(Photo-based point labeling data)
◆ ◆ ◆ ◆ ◆

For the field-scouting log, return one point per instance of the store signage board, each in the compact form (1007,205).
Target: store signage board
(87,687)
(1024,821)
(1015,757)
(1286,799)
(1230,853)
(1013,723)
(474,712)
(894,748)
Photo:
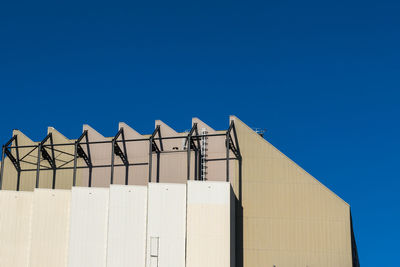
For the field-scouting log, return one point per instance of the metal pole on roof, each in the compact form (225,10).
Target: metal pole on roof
(2,166)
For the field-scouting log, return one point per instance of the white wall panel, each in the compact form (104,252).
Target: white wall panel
(166,225)
(15,218)
(127,226)
(88,229)
(50,228)
(209,224)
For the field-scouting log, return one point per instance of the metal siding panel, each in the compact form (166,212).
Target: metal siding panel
(208,224)
(88,228)
(15,218)
(50,228)
(167,221)
(289,218)
(127,226)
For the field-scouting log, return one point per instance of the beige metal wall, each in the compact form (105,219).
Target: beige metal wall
(88,227)
(127,218)
(15,217)
(289,218)
(209,224)
(50,228)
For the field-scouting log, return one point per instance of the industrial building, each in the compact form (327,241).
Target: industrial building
(203,197)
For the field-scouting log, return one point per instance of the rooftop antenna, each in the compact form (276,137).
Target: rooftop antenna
(260,131)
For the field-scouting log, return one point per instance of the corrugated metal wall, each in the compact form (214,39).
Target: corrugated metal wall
(289,218)
(88,229)
(50,228)
(209,224)
(166,225)
(15,217)
(127,226)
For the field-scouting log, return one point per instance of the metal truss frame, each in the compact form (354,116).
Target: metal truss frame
(46,150)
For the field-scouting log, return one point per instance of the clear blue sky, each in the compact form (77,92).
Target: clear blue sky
(322,77)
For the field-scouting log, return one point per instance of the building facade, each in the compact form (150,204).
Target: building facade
(198,198)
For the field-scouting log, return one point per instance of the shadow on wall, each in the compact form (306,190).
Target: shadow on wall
(239,234)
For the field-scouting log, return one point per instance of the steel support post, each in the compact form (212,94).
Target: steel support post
(18,163)
(227,141)
(38,166)
(188,157)
(150,157)
(2,166)
(75,163)
(112,161)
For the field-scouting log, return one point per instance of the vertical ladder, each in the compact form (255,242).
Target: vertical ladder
(203,153)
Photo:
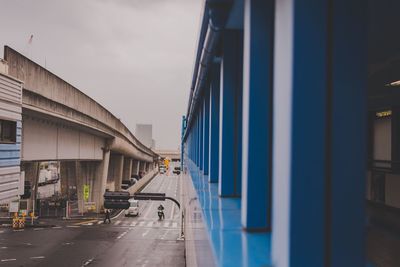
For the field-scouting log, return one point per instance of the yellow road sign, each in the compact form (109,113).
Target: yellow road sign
(86,192)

◆ ◆ ◆ ◆ ◆

» WHAT YOU ARE ASKED TO DO
Pictures in the records must not appear in the copy; transcribe everything else precisely.

» ANSWER TO THIS PROBLEM
For the field-scouting log, return one point per instance of the store signage board, each in the compact form (1007,205).
Target: store signage board
(87,687)
(1024,821)
(1015,757)
(1286,799)
(1230,853)
(1013,723)
(474,712)
(894,748)
Photo:
For the field-scouting log, return one point per instance of the metal pole on roof, each in the compact form (225,10).
Target: metal pole on roof
(2,166)
For the field-scouting log, return one point per instance of the white wall panel, each in the compact form (104,252).
Target: white wall panel
(166,225)
(15,218)
(127,226)
(88,229)
(50,228)
(209,224)
For the field-scouting log, return one point per instance of the metal siding panel, each in the compact form (166,212).
Target: metal siding panel
(208,224)
(88,228)
(15,218)
(50,228)
(167,221)
(289,218)
(127,226)
For the field-scouting log, return one point per instance of the beige metal wall, each in the compact form (105,219).
Target: beige metal wall
(88,227)
(127,218)
(15,217)
(289,218)
(209,224)
(50,228)
For the field-scouting log, return one point per instance of the industrial building, each in the compact form (327,241).
Target: industrial building
(203,197)
For the field-scouting log, return one point per instance of the rooftop antenna, each in the compact form (276,137).
Target: rooftop antenna
(260,131)
For the field-scouting log, return one point per instance of the corrugated metal wall, each in the compact form (214,39).
Target: corrugated metal wall
(289,218)
(88,229)
(50,228)
(209,224)
(166,225)
(15,217)
(127,226)
For the field-scouting log, return one point per instance of the metal truss frame, each in the compact form (354,116).
Target: metal truss frame
(46,150)
For the field-scouting log, return one point per instance of the clear blue sky, each in the compact form (77,92).
Target: clear blue sky
(322,77)
For the field-scouting log, return one point per instance of the building facade, each in the compact form (150,204).
Target: building facade
(198,198)
For the field-scouting log, return one point per instance of the shadow on wall, each in the compact form (306,190).
Target: shadow on wall
(239,234)
For the field-scouting log, return one point per instance of the steel support post, each in the compact form (212,94).
Target: steel support post
(18,163)
(227,141)
(38,166)
(188,157)
(150,157)
(2,166)
(75,163)
(112,161)
For the field-scouting log, return one point per instance of the vertical ladder, each in the compact form (255,242).
Target: vertical ladder
(203,153)
Photo:
For the field-scouting log, return one point per instance of the yellow road sign, each in the compact form (109,113).
Target: yellow road sign
(86,192)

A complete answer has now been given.